<<<<

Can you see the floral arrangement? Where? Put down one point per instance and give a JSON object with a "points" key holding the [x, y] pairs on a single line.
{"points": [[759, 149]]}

>>>>
<<<<

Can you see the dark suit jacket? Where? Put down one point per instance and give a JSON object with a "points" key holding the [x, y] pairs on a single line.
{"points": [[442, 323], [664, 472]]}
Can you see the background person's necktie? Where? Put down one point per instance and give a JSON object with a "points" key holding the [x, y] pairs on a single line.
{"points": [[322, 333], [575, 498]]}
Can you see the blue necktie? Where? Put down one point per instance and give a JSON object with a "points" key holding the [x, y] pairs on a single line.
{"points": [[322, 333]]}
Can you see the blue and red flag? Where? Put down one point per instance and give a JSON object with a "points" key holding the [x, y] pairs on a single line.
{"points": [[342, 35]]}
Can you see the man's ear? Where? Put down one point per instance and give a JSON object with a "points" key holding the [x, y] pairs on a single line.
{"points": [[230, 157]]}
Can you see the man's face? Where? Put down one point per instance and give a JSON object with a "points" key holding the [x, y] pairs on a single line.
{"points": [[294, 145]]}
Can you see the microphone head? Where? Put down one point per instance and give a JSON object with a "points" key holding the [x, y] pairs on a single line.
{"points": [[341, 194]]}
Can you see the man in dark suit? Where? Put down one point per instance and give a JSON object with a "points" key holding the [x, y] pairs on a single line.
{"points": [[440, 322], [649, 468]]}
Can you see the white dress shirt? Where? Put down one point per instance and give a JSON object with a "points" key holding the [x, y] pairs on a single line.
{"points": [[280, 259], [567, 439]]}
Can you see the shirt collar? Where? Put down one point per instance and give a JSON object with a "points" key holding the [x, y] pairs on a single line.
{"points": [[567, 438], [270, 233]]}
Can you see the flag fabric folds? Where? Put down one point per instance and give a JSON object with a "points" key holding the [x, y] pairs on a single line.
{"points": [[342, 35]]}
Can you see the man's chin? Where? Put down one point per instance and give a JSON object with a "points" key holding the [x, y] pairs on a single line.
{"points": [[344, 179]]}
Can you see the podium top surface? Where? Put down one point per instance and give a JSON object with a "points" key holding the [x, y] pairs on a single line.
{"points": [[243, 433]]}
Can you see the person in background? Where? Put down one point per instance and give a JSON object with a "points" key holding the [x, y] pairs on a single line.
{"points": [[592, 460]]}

>>>>

请将上述条目中凡含有字符串“flag”的行逐一提取出来。

Can you see the blue and red flag? Where? Put down one point per instance and give a JSON object with a "points" key holding the [x, y] pairs on a single line.
Can you see the flag fabric folds? Where? Put down one point per instance and give a JSON object with a "points" key holding the [x, y] pairs on a single line.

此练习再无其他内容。